[Image-grounded pointing data]
- - - - - - -
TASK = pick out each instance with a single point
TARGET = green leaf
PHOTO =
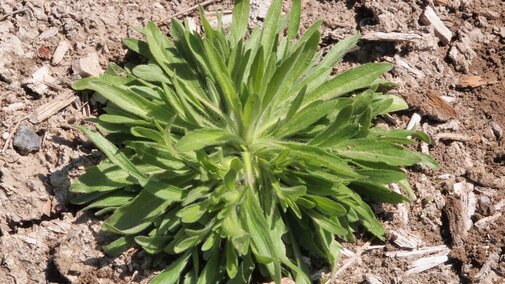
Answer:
(294, 18)
(173, 272)
(351, 80)
(198, 139)
(231, 260)
(240, 20)
(191, 213)
(150, 73)
(377, 192)
(142, 211)
(113, 153)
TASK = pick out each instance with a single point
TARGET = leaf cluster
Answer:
(239, 153)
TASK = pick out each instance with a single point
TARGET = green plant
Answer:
(237, 151)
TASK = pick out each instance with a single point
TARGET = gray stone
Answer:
(26, 140)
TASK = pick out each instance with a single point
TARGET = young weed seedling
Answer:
(237, 152)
- - - - - - -
**Instructions for the task:**
You are asked to reproduce word for word the line containing "TARGET = green plant" and every subsequent line through the end of the entries.

**Written solution:**
TARGET = green plant
Answer:
(237, 151)
TASK = pick out each instance with a single point
TARGET = gray stone
Answer:
(26, 140)
TASK = pick out each instance with a single point
TARGET = young weed seedling
Answer:
(237, 152)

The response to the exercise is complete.